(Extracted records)
··········

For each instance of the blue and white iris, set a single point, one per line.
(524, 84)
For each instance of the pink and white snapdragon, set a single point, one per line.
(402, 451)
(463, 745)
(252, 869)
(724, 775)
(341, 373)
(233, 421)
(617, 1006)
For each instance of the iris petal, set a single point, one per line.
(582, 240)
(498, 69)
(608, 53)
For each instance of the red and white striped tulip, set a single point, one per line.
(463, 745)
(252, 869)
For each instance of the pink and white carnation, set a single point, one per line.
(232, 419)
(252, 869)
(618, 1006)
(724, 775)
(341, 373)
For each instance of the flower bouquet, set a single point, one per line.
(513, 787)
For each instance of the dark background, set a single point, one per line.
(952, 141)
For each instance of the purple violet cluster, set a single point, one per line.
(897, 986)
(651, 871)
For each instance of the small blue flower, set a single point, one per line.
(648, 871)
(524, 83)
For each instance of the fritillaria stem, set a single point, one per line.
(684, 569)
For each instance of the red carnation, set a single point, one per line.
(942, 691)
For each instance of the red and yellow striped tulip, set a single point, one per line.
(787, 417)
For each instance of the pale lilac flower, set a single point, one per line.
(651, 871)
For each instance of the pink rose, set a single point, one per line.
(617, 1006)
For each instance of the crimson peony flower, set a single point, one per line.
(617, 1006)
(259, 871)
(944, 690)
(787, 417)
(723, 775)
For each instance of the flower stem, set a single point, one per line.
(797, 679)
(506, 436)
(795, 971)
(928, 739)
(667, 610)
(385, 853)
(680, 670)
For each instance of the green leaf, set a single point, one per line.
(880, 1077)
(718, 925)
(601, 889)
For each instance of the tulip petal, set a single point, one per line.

··········

### Task description
Repeat the listing above without any change.

### Task response
For each instance of the blue and white iris, set a single point, one per line.
(524, 84)
For each instance of the pink and white snapdragon, set a single point, one per line.
(402, 451)
(463, 745)
(252, 869)
(724, 775)
(341, 373)
(233, 421)
(617, 1006)
For each instance of the iris petal, set a single point, one per line.
(582, 240)
(498, 69)
(608, 53)
For each instance of the red and white striped tulip, set a single point, one per line.
(463, 745)
(252, 869)
For each instance of the pink and white carnation, set a single point, one per line.
(232, 419)
(252, 869)
(618, 1006)
(724, 775)
(341, 373)
For each instance of the flower bouquet, set a single point, one per line.
(513, 787)
For each instance of the dark background, set a single point, one per line.
(952, 141)
For each instance of the purple violet cluster, set a single point, one per line.
(897, 986)
(651, 871)
For each instance of the small blue flower, set a single point, one per line.
(648, 871)
(524, 83)
For each instance of the fritillaria stem, set a single point, one per line.
(684, 569)
For each instance of the red carnation, set a single point, one per line.
(942, 691)
For each instance of the red and yellow striped tulip, set a single point, one per line.
(787, 417)
For each instance of the pale lilac flower, set a single point, one per line.
(651, 871)
For each instance of the pink rose, set a single point, one per line.
(617, 1006)
For each instance of the crimson peony flower, set a single point, one per line.
(617, 1006)
(259, 871)
(944, 690)
(787, 417)
(723, 775)
For each instance of the flower stem, set a single point, one per line.
(797, 679)
(506, 436)
(795, 971)
(928, 739)
(667, 610)
(385, 853)
(680, 670)
For each instance of the green leaf, set a single point, one per line.
(880, 1077)
(718, 925)
(601, 889)
For each instance of the tulip petal, set a single point, one per line.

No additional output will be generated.